● Questions:
[A] D'après l'extrait sur les énergies renouvelables intermittentes, quelles centrales sont les premières à fermer alors que l'infrastructure en a besoin face à l'intermittence ?
[B] Reprenez l'extrait sur les énergies renouvelables intermittentes à sa fin et écrivez-en la suite.

Les énergies renouvelables intermittentes sont aujourd’hui prioritaires sur le réseau. Cela signifie que toute leur production est injectée dans le réseau électrique. Lorsqu’elle est importante, cela peut nécessiter l’arrêt de certaines centrales, qui vont donc « s’effacer » pour permettre l’équilibre entre la production et la demande. Avec le développement massif des énergies renouvelables dans certaines régions, cela peut poser différents problèmes, notamment des risques de black-out de plus en plus élevés à cause d’un écroulement de fréquence arrivant trop rapidement . Paradoxalement, le réseau est en situation de surcapacité, ce qui menace la fermeture des centrales de pointe.
« Le marché tel qu’il a été construit il y a 20 ans est totalement inadapté à la situation actuelle et notamment à la situation de l’intermittence », note Claude Mandil, ancien directeur exécutif de l’Agence internationale de l’énergie (AIE). D’autant plus que les centrales à gaz dont l’infrastructure a besoin pour répondre à l’intermittence des énergies éoliennes et solaires sont les premières à fermer. En cause ? Un prix du charbon trop faible et, en l’absence d’un prix du CO2 adéquat, une compétitivité trop faible. Pour tenter de sauver les installations en surcapacité qui ne fonctionnent qu’à certains moments et ne sont pas rentables, un marché de capacité est en cours de construction. Il donne un coût à l’intermittence, un coût à la pointe et en face, donne de la valeur au stockage, au lissage et à l’effacement.

● Données enregistrées:

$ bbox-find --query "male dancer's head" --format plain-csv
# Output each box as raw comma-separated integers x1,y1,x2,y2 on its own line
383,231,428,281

==

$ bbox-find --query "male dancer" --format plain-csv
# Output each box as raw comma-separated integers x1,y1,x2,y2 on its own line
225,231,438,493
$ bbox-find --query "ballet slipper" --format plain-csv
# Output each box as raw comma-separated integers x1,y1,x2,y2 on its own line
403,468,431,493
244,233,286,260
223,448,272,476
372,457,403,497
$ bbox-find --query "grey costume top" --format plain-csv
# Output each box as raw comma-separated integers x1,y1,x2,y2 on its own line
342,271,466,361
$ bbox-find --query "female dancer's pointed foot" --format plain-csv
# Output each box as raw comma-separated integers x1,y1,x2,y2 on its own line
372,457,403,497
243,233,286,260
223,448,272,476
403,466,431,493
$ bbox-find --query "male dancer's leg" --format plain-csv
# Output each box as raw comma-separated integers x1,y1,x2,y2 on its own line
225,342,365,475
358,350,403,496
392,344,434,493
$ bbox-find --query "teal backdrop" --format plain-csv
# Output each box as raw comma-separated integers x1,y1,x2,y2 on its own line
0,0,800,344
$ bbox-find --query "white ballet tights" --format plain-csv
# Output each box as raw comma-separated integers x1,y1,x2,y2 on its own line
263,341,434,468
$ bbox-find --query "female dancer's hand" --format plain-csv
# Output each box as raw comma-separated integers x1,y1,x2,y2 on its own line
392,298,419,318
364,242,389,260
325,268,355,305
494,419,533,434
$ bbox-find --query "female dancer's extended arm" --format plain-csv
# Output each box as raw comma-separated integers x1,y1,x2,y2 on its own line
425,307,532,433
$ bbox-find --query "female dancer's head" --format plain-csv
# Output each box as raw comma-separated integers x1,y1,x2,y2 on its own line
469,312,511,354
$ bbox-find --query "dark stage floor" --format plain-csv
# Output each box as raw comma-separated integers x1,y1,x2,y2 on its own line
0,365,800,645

● Réponses attendues:
[A] Les centrales à gaz sont les premières à fermer.

[B]
Un marché à deux vitesses
Le système actuel où coexistent la production subventionnée et la production valorisée sur les marchés fonctionne au détriment des centrales de pointe. Les énergies renouvelables subventionnées matures « doivent être sensibilisées aux signaux de marché le plus vite possible », estime Claude Mandil. La situation pour le gaz est similaire avec un marché spot et des prix indexés sur le pétrole hors marché. « Comme pour les renouvelables, quand on met une partie de l’activité hors marché, dans un marché, ça ne marche pas », estime-t-il. Il n’y a pas 36 solutions au problème, « Il faut faire reconnaître par un maximum d’acteurs le fait que l’architecture du marché est à rebâtir », affirme-t-il.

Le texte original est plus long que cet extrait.